Task brief » Reproduce the data exactly and drop any pictures it holds.

-- START Given information --

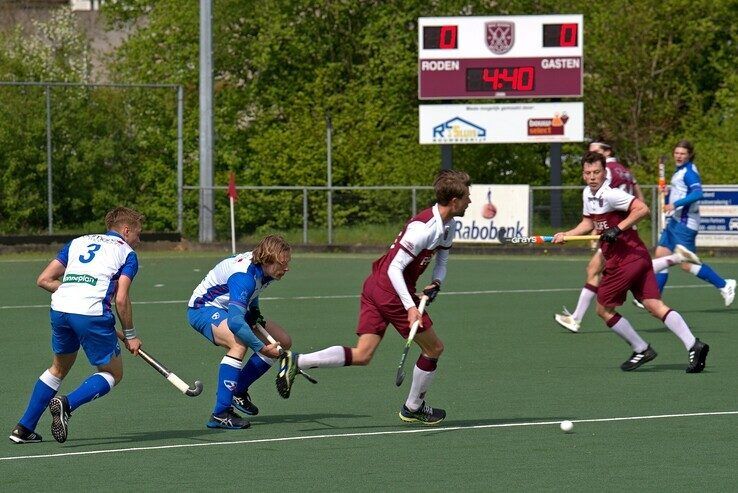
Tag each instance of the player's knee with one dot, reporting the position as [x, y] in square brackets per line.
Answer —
[435, 350]
[360, 358]
[58, 371]
[285, 341]
[117, 376]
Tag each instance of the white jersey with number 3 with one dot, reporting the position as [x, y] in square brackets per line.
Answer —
[93, 265]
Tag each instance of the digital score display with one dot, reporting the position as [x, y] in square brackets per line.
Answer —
[560, 35]
[500, 57]
[440, 37]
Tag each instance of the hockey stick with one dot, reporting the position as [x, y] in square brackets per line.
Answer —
[183, 387]
[272, 340]
[413, 330]
[662, 193]
[537, 240]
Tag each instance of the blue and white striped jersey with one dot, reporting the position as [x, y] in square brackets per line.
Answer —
[93, 265]
[685, 180]
[234, 280]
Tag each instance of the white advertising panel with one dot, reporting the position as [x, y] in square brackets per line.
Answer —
[719, 216]
[494, 209]
[501, 123]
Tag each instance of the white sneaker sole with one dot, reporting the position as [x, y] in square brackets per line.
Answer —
[571, 326]
[728, 292]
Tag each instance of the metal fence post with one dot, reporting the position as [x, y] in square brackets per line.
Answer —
[50, 196]
[304, 216]
[180, 151]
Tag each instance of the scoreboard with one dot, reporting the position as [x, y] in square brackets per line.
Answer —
[500, 57]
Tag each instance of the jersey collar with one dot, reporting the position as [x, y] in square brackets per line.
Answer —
[439, 220]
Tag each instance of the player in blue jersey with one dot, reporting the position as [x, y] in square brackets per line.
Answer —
[685, 191]
[85, 276]
[224, 308]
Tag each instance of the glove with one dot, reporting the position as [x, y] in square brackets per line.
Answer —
[254, 316]
[432, 291]
[610, 235]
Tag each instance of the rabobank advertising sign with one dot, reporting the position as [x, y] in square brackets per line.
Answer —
[495, 210]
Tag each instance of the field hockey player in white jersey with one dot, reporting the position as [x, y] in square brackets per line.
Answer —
[84, 278]
[224, 308]
[682, 204]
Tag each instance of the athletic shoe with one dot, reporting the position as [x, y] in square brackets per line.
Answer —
[697, 357]
[60, 414]
[243, 403]
[228, 420]
[21, 434]
[426, 415]
[686, 255]
[728, 291]
[567, 321]
[637, 359]
[287, 372]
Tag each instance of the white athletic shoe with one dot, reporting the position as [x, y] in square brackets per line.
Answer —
[728, 291]
[567, 321]
[686, 255]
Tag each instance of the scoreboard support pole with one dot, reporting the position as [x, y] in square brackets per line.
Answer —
[447, 156]
[555, 176]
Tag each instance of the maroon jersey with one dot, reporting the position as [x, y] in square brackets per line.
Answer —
[607, 208]
[620, 176]
[422, 235]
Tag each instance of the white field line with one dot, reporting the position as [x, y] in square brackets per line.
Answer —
[365, 434]
[350, 296]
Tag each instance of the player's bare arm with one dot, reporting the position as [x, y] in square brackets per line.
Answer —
[125, 314]
[638, 210]
[582, 228]
[50, 278]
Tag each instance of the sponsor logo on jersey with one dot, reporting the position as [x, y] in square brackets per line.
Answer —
[80, 278]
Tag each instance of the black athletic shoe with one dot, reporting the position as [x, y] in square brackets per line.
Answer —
[228, 420]
[637, 359]
[243, 403]
[21, 434]
[60, 414]
[287, 372]
[426, 415]
[697, 357]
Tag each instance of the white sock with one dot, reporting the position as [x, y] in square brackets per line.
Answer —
[50, 380]
[585, 298]
[421, 381]
[679, 327]
[623, 328]
[325, 358]
[266, 359]
[662, 263]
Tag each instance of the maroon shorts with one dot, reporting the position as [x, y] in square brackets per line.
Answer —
[636, 277]
[380, 308]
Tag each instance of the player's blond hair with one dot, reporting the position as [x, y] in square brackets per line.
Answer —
[123, 216]
[450, 184]
[270, 250]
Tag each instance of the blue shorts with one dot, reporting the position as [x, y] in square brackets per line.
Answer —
[675, 233]
[202, 320]
[96, 335]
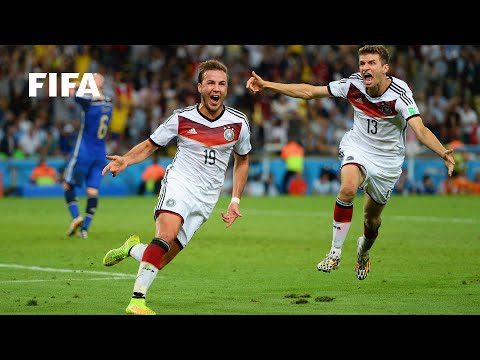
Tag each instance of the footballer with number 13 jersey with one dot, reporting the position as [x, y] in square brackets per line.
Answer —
[373, 151]
[207, 134]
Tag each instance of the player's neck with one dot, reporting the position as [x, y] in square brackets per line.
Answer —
[380, 88]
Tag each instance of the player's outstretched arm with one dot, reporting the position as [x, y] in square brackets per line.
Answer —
[240, 175]
[302, 91]
[135, 155]
[427, 138]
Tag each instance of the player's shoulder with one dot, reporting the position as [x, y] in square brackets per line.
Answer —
[185, 109]
[398, 84]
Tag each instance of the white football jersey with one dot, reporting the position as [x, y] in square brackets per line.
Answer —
[204, 146]
[380, 123]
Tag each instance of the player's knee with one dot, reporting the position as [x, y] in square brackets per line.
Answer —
[347, 192]
[372, 223]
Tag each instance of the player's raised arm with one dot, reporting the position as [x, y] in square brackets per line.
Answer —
[240, 175]
[427, 138]
[303, 91]
[135, 155]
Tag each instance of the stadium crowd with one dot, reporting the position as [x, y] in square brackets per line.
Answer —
[149, 81]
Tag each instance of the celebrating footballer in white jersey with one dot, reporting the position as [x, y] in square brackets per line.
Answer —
[373, 151]
[207, 134]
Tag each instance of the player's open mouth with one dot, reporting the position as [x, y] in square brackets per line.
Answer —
[367, 78]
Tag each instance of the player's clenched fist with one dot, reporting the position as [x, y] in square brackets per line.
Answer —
[116, 165]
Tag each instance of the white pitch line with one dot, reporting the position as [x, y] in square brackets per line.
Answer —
[38, 268]
[83, 279]
[434, 219]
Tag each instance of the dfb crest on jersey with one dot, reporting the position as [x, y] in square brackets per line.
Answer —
[228, 134]
[386, 110]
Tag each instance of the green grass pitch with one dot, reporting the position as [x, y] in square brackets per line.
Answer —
[426, 260]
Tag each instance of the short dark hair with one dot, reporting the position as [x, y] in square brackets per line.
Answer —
[381, 50]
[210, 65]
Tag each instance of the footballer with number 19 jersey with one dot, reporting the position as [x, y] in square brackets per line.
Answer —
[207, 135]
[194, 179]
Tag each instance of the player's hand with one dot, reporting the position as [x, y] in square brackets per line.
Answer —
[232, 213]
[116, 165]
[449, 160]
[255, 83]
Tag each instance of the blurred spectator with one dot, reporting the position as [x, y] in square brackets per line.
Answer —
[427, 186]
[44, 174]
[475, 184]
[255, 186]
[326, 183]
[152, 177]
[404, 185]
[293, 154]
[297, 185]
[270, 186]
[458, 183]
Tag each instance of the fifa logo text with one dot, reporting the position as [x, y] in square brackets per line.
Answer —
[86, 86]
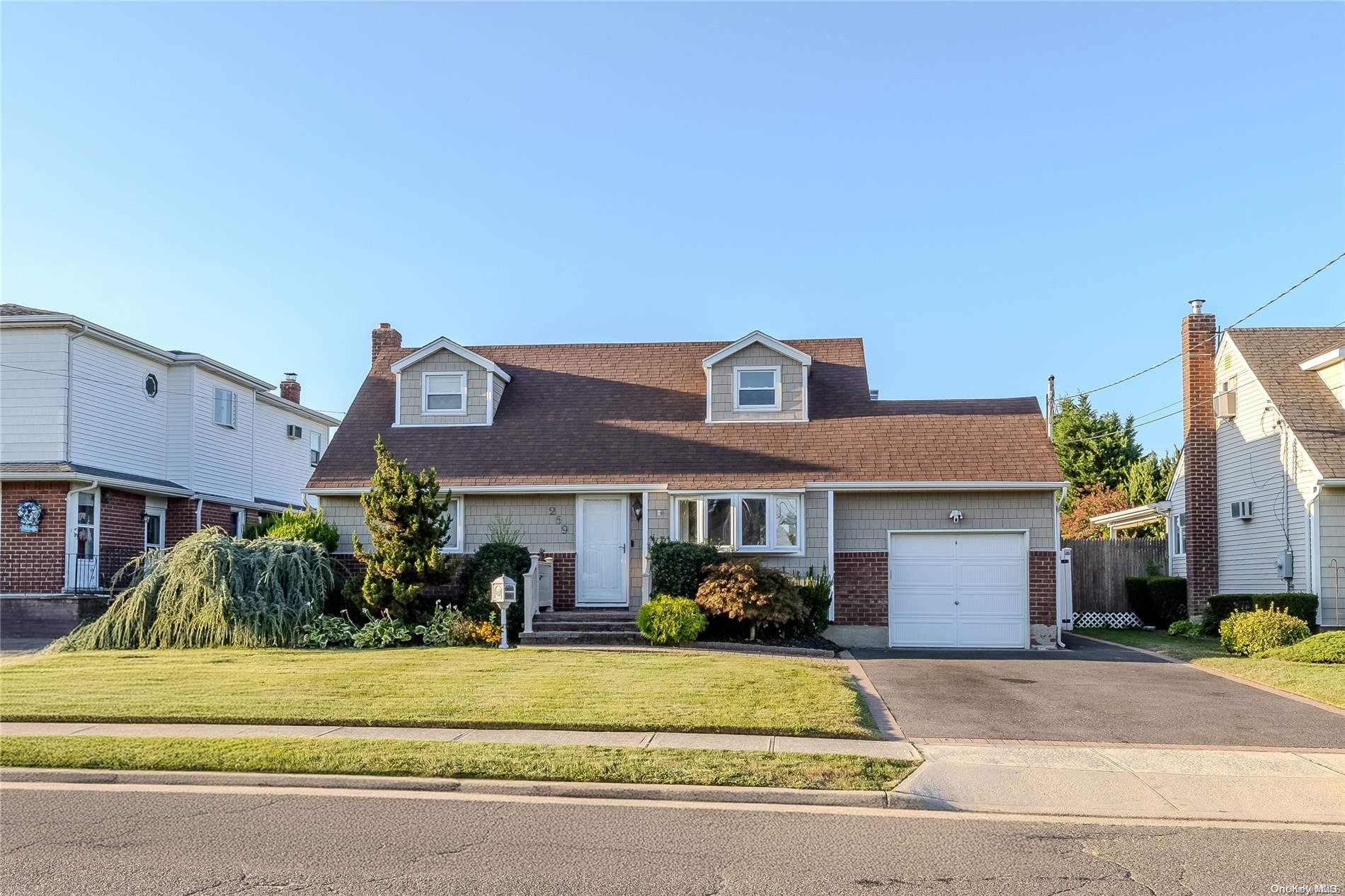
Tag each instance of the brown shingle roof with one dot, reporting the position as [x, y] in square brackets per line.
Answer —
[634, 413]
[1307, 406]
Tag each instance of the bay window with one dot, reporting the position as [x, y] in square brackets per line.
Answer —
[750, 522]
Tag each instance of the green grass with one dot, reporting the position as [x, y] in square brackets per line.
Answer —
[1320, 681]
[451, 688]
[433, 759]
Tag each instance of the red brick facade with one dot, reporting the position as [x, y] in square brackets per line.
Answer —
[861, 584]
[121, 530]
[1198, 458]
[33, 561]
[563, 580]
[1041, 588]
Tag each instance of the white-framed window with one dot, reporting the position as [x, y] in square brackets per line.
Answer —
[227, 408]
[756, 389]
[454, 543]
[154, 529]
[444, 394]
[751, 522]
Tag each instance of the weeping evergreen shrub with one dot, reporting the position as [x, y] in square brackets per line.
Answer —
[214, 591]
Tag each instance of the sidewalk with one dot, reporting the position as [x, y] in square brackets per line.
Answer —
[541, 737]
[1128, 782]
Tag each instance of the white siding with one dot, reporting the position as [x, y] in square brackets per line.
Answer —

-- END Given information --

Task result »
Tag each instance of the player's knee with one dot, reporting the position as [x, y] in square brackets per line.
Answer —
[435, 350]
[360, 358]
[58, 371]
[285, 341]
[117, 376]
Tag each instance of the white jersey with number 3 with one dot, reporting the position as [x, y] in square brackets per line.
Answer —
[93, 265]
Tag each instance of the digital score display with one dot, reporting the position as [x, y] in square brackets per line.
Answer —
[560, 35]
[500, 57]
[440, 37]
Tag each instance of the hockey stick with one dot, reporting the position as [x, y] in square brackets per line.
Answer —
[183, 387]
[272, 340]
[413, 330]
[662, 193]
[537, 240]
Tag each instance of the blue and white striped jersey with one dot, reporting the position as [x, y] in square brackets per line.
Answer —
[93, 265]
[685, 180]
[234, 280]
Tag each instance of the white advertising panel with one dot, reporting the position as [x, y] in square brackets per line.
Answer —
[719, 216]
[494, 209]
[501, 123]
Tag each instance of the white sneaker sole with one dot, reporting the position as [x, y] in square brackets per line.
Answer —
[571, 326]
[728, 292]
Tag each instance of the metal fence post with one dot, reporting the position as [x, y] in square brackets per line.
Answer —
[50, 196]
[304, 216]
[180, 151]
Tag each instance of the scoreboard with one dot, reporting the position as [x, y] in square brackets per line.
Answer —
[500, 57]
Tag each instance of the jersey collar with one dot, reporting the position as [x, y] in square brackets per line.
Answer —
[439, 220]
Tag each instance of the player in blue jersey with one dot, reporting the position as [x, y] in square brackets per line.
Answer —
[685, 191]
[85, 276]
[224, 308]
Tag each instance of the glove with one dot, reporting the position as [x, y] in square brackets per line.
Answer —
[254, 316]
[432, 291]
[610, 235]
Tag each instance of the rabobank advertising sign with one dot, reporting the position as [x, y] in square brackets per line.
Answer —
[495, 210]
Tag each instance of the field hockey player in white jersey with one dot, reporting the position as [x, y] in square brackets per line.
Answer —
[84, 278]
[224, 308]
[682, 204]
Tag each instance of the athletic shoe with one dot, reporting the position as [x, y] in square brackets per line.
Answer —
[697, 357]
[60, 414]
[243, 403]
[228, 420]
[21, 434]
[426, 415]
[686, 255]
[728, 291]
[567, 321]
[637, 359]
[287, 372]
Tag each instance of the white athletic shoe with one dot, reporting the position as [x, y] in square brackets per line.
Answer —
[728, 291]
[567, 321]
[686, 255]
Tag each instance of the scoreboard support pole with one dot, reporting the position as [x, y] in square brackets per line.
Answer —
[447, 156]
[555, 176]
Tag each instance of the maroon jersey with one dot, reporting the position as [x, y] in square brackets per line.
Answer —
[607, 208]
[620, 176]
[422, 235]
Tag each instance of the white field line with one dot, reporting the position as [x, y] in square brackets per line.
Answer —
[365, 434]
[350, 296]
Tag each instance of the player's bare arm with one dot, reporting the position as [x, y] in square brackets per line.
Answer —
[125, 314]
[638, 210]
[582, 228]
[50, 278]
Tag each instance of the sponsor logo on jersey with one dot, reporting the position as [x, y] in square brackets per line.
Answer —
[80, 278]
Tag each instance of the black athletic shoe with one dot, reporting the position as [x, y] in square brackets per line.
Answer —
[228, 420]
[637, 359]
[243, 403]
[21, 434]
[60, 414]
[287, 372]
[426, 415]
[697, 357]
Tag each instance of the white sock with one dot, reporting the position as [x, y] in square brackets per line.
Answer —
[50, 380]
[585, 298]
[421, 381]
[679, 327]
[623, 328]
[325, 358]
[266, 359]
[662, 263]
Tag each instance of the maroon shorts with one dot, reporting the position as [x, y] in square brackets per line.
Answer —
[636, 277]
[380, 308]
Tag each instance of the player's blond hair with one dot, reporting the position as [x, y] in square brackets per line.
Answer —
[123, 216]
[450, 184]
[270, 250]
Tag each instance of the blue shorts with one dot, reporting the position as [x, y] in square brackets per line.
Answer —
[675, 233]
[202, 320]
[96, 335]
Tag each instance of the footballer with number 13 jersey with one dot, reporting the position as [x, y] in square brackets per line.
Answer —
[373, 151]
[207, 134]
Tag each instance of the player's neck with one dot, reporting the position as [x, y] in square brackets per line.
Answer —
[380, 88]
Tag each instance of the player's outstretched arm with one dot, reporting the position as [x, y] in square brackets per line.
Answer —
[240, 175]
[302, 91]
[135, 155]
[427, 138]
Tag each instance of the player's shoulder with one dot, reporting the position as [x, y] in square brackets per line.
Answer —
[185, 109]
[398, 84]
Tag each instance of the white football jersey with one dot, reporting the position as [x, y] in square brackets per line.
Answer —
[204, 146]
[380, 123]
Tag each instance of the player's knee with one dot, reporting the position as [x, y] in square brackets per line.
Answer —
[347, 192]
[372, 223]
Tag each instance of the player's raised arm with one dot, reporting the position as [x, y] in square brackets per line.
Answer —
[240, 175]
[427, 138]
[303, 91]
[135, 155]
Tag each instance of the stadium crowd with one dot, reporting the position as [x, y] in square brackets per line.
Answer —
[149, 81]
Tag each instance of the celebrating footballer in white jersey with one dot, reporting the position as [x, y] in square brackets per line.
Answer —
[373, 151]
[207, 134]
Tag each instance of the player's open mouth with one dot, reporting the position as [x, y] in square brackets per line.
Answer —
[367, 78]
Tag each instance of the player's clenched fist with one dot, reporting the position as [x, y] in square brackets per line.
Answer —
[116, 165]
Tag each instance of the white pitch line with one dot, reporting the position as [x, y] in square brackets per line.
Answer —
[38, 268]
[83, 279]
[434, 219]
Tag each instance of the dfb crest on jersey with one dot, reporting the position as [x, y] in square brackets per line.
Answer —
[228, 134]
[386, 110]
Tag each instance of the green grass pitch with one dot, reporting the position as [x, y] in square brackets per line.
Answer —
[426, 260]
Tag each instance of the short dark hair with one dot, reporting the position as [x, y] in square brackets per line.
Answer —
[381, 50]
[210, 65]
Tag each instance of the footballer with number 19 jersey with one dot, reporting the position as [x, y] in square brackets per line.
Answer —
[207, 135]
[194, 179]
Tag each instance of the player's hand with one dot, reporting the position as [x, y] in square brackets per line.
Answer —
[232, 213]
[116, 165]
[449, 160]
[255, 83]
Tag each instance of the blurred spectator with one dot, reporting the position as [x, y] in square brackets per line.
Answer —
[427, 186]
[44, 174]
[475, 184]
[255, 186]
[326, 183]
[152, 177]
[404, 185]
[293, 154]
[297, 185]
[270, 186]
[458, 183]
Tag each instance of the fifa logo text with one dot, reporting the position as [x, y] in square brackets per line.
Answer —
[86, 86]
Tag each instance of the brown shingle roof with one dot, reporting the position as [x, y] in square brackets per line.
Answer —
[634, 413]
[1307, 406]
Tag each instance of the bay window with one dot, reporting the position as [x, y] in square brackets per line.
Answer —
[750, 522]
Tag each instance of the green grass with one dot, reporting the position as [x, y] in square brackets per line.
Answer —
[1320, 681]
[451, 688]
[433, 759]
Tag each instance of the red brick facade with one dot, reporting the position as [x, y] in square brackets per line.
Answer —
[861, 584]
[121, 530]
[1198, 458]
[33, 561]
[563, 580]
[1041, 588]
Tag each instance of the white-framed window with one dot, reporting the position as [x, y] in square brackets per line.
Answer —
[227, 408]
[756, 389]
[454, 543]
[154, 529]
[444, 394]
[751, 522]
Tag each instance of the weeping evergreen shrub with one dot, reporting the position as [x, y] in square brackets per line.
Answer —
[214, 591]
Tag each instance of the sidewalk with one dot, reporting the position as [x, y] in square brackets per line.
Answer —
[541, 737]
[1128, 782]
Tag each instance of the white siding with one dot, reporting the position as [x, y] in square brackets per line.
Answer —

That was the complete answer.